--- begin Exercise input ---

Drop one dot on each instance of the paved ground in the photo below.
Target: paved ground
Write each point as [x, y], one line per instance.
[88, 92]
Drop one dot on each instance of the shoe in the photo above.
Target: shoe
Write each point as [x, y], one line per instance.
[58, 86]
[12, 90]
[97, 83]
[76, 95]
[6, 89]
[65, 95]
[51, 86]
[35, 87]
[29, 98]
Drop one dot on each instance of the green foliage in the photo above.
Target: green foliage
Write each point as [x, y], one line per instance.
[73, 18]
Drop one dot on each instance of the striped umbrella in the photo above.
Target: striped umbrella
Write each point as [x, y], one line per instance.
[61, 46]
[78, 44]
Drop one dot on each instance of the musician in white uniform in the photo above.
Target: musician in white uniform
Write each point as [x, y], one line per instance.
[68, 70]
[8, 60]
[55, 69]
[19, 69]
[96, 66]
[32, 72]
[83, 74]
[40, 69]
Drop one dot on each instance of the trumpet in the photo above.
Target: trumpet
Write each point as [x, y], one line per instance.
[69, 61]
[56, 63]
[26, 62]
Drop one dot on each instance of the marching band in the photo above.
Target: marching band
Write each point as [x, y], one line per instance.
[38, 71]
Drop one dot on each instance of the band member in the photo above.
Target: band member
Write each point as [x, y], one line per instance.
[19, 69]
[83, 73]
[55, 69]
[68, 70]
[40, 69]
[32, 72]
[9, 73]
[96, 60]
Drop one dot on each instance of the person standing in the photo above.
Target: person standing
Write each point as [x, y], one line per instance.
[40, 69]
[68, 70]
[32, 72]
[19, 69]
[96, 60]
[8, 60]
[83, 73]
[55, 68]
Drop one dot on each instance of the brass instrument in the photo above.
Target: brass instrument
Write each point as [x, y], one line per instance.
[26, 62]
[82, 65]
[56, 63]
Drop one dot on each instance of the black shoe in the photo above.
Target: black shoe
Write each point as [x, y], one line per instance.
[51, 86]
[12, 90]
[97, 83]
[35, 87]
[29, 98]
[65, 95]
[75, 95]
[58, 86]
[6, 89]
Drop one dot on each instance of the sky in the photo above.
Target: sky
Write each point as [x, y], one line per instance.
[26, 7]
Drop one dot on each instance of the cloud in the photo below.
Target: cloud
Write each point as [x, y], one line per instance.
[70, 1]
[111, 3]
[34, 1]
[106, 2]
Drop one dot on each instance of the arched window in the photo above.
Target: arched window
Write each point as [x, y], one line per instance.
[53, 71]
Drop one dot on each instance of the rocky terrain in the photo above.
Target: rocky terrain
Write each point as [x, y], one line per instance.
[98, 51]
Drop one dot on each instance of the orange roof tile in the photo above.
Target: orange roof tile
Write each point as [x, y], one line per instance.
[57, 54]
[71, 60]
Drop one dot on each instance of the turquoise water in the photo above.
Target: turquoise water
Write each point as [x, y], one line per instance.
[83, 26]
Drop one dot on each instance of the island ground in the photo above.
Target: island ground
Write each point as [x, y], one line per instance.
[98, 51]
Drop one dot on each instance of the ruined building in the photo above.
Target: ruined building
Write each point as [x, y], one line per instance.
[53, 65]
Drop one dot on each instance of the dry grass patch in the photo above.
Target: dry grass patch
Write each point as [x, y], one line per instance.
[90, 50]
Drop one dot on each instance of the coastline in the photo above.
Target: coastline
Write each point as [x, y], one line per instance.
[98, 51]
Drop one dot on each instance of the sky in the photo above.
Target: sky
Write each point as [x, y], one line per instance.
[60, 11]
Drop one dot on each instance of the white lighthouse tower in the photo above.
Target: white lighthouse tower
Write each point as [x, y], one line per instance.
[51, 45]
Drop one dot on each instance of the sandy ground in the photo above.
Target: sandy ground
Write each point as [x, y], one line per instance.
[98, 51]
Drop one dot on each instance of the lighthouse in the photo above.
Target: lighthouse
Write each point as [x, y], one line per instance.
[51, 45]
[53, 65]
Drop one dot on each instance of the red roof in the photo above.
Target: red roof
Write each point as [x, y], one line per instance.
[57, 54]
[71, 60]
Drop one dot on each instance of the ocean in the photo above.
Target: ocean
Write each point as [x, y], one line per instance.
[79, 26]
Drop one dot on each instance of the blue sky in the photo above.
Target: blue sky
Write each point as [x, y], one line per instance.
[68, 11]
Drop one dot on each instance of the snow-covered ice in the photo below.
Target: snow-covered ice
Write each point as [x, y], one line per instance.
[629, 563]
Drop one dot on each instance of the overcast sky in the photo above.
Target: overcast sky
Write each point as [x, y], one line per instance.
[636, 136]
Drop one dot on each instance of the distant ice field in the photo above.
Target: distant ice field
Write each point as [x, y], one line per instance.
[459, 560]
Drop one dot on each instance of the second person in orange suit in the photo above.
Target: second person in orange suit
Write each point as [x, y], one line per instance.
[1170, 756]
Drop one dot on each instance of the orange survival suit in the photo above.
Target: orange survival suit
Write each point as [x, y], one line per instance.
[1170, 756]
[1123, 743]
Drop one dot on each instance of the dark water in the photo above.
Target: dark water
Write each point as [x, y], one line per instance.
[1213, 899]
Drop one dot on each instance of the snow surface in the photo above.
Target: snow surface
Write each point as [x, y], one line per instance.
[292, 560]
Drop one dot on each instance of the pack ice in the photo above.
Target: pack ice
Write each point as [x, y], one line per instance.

--- end Exercise input ---

# What to do
Using the material above, extract the line that contains "Drop one dot on each instance of the orange survival" and every line after it, exactly as given; stop at the last line.

# Problem solution
Drop one dot on each instance of the orange survival suit in the photo above.
Target: orange survival suit
Write each point as [x, y], one line per instance.
[1170, 756]
[1123, 743]
Drop one dot on each instance of the dark water in the photo above.
Target: dark water
Write each point as [x, y], one line per instance.
[1213, 899]
Drop one dot on each instance of the snow surface in the photo above.
Target: snow surface
Write each point as [x, y], one line per instance.
[292, 560]
Drop one dot on each instance of the pack ice in the photo above.
Target: pack ice
Write each point as [x, y], one line per instance.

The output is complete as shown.